To address the problem that the black coating for spacecraft optical stealth easily falls off, this study constructs a light-absorbing spacecraft surface based on a micro/nanostructure through imitating a natural light-trapping structure. In this paper, we first analyze the optical properties of a basic stealth structure with the finite difference time domain (FDTD) method and establish a mapping relationship between the light absorption rate of the basic stealth structure and its multiscale factors. Then, imitating the microstructural characteristics of the blackened parts of butterfly wings, we design a multilayered and multiscale complex stealth structure to achieve the optical stealth characteristics of low reflection and high absorption of sunlight on the surface of the spacecraft. Simulation analysis shows that the bionic microstructure can be used to change the optical properties of the metal surface to a certain wavelength band; the complex stealth structure designed based on the butterfly wing can absorb 80.18% of visible light and reduce the overall brightness of the high-orbiting spacecraft by four orders of magnitude.
----------------------------------------
:: Action item ::
Extend the abstract on butterfly-inspired light-absorbing spacecraft surfaces with the next part, picking up right after its final sentence.

Stored records
----------------------------------------
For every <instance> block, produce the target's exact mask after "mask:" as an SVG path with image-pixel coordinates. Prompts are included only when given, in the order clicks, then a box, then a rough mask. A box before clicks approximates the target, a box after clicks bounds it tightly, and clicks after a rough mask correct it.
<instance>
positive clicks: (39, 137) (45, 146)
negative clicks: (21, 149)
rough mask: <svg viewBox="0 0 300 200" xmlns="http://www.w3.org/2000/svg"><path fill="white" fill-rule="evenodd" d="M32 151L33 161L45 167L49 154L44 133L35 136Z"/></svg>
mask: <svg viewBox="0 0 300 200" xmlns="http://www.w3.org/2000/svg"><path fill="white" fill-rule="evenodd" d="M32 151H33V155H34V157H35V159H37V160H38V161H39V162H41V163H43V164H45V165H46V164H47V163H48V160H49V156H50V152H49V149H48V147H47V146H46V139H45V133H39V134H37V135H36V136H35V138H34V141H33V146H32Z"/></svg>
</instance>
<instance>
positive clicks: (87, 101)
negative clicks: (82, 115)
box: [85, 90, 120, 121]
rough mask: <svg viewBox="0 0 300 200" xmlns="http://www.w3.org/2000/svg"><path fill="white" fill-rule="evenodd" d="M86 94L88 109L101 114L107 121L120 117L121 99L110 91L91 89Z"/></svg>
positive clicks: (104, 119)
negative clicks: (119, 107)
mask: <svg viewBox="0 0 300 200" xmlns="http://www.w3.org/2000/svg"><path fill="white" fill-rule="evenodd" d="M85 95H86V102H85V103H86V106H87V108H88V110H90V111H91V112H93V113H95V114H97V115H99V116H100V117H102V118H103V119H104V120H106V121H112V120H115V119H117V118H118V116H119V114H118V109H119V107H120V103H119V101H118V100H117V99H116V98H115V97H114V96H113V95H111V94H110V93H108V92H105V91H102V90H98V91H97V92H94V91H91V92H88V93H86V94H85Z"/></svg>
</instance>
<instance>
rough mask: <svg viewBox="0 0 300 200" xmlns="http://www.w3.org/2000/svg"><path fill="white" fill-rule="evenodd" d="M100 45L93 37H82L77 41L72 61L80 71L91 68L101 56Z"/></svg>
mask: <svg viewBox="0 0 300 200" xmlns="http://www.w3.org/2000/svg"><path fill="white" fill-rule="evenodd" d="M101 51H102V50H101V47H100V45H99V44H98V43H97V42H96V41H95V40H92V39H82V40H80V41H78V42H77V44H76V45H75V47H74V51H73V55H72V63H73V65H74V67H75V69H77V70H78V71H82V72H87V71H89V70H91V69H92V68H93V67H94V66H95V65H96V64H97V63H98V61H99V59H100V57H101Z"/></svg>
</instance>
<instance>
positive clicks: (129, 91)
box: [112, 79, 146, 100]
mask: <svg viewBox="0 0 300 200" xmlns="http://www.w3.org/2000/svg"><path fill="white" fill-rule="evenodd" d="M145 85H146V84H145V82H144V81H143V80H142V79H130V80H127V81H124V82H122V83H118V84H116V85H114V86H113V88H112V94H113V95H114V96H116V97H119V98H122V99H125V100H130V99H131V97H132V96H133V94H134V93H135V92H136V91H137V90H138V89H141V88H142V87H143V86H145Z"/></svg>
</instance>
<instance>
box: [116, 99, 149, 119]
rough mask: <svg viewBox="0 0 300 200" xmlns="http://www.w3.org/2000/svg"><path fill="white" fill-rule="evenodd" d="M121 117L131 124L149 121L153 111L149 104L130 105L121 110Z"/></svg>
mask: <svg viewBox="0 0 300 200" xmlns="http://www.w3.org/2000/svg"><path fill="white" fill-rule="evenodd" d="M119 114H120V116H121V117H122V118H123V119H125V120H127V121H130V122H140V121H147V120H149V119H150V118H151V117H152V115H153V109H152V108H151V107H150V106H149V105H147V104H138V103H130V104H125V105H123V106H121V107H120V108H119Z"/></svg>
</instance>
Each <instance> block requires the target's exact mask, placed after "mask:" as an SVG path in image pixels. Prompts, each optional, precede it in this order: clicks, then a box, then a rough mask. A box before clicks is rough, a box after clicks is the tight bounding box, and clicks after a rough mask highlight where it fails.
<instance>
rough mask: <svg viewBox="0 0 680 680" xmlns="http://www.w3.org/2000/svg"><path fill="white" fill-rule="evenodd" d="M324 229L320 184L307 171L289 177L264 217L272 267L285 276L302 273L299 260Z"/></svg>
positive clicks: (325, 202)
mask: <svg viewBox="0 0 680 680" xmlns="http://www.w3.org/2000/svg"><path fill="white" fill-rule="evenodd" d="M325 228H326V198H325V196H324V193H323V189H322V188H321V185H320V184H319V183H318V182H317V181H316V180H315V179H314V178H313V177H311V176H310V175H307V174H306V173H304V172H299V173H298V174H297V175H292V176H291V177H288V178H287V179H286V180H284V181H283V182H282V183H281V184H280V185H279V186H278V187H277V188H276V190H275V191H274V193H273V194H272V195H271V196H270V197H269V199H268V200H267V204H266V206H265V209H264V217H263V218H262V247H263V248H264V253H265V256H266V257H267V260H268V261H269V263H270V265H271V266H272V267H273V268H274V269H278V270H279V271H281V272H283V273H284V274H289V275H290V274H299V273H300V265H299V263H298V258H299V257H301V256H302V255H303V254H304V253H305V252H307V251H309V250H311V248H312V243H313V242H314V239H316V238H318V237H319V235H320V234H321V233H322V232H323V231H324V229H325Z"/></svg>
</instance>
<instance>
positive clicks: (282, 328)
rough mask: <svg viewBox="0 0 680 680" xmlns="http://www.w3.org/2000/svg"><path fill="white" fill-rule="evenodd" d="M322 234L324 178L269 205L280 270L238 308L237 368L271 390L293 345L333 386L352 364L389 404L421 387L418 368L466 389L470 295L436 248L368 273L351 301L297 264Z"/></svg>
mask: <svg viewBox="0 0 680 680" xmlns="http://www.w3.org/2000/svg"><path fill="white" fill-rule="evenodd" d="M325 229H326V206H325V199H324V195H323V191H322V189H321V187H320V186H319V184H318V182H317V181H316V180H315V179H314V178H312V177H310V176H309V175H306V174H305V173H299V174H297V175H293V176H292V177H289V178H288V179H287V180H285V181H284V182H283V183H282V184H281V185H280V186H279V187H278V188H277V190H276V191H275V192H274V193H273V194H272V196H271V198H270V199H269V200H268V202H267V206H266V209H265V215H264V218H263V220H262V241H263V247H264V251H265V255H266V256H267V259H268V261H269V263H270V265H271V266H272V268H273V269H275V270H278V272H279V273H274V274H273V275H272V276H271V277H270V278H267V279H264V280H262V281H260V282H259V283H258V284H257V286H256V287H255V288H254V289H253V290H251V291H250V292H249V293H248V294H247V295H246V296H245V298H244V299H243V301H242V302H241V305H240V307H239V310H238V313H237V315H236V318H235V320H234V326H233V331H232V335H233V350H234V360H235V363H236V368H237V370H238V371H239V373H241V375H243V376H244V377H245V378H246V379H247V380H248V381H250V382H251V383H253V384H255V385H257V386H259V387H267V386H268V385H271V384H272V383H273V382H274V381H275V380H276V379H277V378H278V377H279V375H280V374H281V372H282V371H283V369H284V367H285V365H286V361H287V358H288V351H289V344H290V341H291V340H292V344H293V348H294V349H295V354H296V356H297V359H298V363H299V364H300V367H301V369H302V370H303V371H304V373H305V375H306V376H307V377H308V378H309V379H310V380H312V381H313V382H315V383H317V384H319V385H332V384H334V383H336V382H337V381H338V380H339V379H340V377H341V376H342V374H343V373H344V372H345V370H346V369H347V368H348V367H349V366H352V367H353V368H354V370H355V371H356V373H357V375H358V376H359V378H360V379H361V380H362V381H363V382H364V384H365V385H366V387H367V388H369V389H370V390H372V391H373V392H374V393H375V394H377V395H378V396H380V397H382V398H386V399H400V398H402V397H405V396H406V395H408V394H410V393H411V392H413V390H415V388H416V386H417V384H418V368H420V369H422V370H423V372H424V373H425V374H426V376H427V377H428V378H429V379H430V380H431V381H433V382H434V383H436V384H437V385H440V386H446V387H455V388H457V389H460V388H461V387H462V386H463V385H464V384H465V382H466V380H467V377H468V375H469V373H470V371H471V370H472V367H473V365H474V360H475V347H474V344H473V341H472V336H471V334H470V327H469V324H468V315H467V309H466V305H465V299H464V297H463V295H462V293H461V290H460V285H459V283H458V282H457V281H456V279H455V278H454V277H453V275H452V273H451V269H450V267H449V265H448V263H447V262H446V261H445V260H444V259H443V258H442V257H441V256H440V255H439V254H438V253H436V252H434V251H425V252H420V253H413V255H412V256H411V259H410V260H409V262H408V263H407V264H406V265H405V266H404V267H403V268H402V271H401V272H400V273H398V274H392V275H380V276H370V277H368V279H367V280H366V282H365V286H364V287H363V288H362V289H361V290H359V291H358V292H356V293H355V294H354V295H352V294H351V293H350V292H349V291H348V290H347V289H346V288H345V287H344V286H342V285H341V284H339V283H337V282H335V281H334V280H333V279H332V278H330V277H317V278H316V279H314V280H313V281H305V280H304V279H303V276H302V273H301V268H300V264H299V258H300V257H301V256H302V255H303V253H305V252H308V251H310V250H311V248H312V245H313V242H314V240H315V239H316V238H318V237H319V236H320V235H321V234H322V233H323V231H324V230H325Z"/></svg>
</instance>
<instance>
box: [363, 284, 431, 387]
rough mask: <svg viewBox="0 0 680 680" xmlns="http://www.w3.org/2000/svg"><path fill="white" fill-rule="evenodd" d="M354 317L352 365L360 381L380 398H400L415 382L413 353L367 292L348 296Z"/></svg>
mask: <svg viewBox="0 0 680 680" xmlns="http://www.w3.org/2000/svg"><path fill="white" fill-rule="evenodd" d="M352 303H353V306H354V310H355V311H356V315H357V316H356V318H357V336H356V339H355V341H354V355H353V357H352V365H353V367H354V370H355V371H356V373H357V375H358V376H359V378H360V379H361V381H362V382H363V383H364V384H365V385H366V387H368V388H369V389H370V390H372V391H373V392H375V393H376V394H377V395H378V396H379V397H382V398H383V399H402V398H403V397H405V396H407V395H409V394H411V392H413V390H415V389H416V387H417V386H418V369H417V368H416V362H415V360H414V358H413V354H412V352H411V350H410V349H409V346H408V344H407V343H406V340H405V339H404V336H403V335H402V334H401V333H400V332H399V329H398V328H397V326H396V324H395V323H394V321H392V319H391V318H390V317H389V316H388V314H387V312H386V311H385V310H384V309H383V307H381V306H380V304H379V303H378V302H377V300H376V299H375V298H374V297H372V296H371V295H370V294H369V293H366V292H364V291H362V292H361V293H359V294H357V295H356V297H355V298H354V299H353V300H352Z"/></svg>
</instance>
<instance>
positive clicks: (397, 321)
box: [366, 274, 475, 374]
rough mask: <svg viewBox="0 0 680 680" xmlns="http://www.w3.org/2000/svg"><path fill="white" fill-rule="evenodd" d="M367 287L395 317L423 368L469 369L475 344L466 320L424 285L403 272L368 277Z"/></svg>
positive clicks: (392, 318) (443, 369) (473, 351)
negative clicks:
----------------------------------------
:: Answer to the problem ::
1. Introduction

The current detection threat faced by high-orbiting spacecraft mainly comes from ground-based optical systems. For space-based target detection, the available international means are ground-based or space-based radar and optical systems; among them, ground-based radar surveillance systems are limited by the detection distance, energy constraints and other conditions, making it difficult to observe high-orbiting spacecraft, while space-based systems are limited by power, observation direction and other conditions and are generally used to observe targets at lower altitudes than their altitude. Therefore, stealth research on high-orbiting spacecraft focuses on how to circumvent ground-based optical observations.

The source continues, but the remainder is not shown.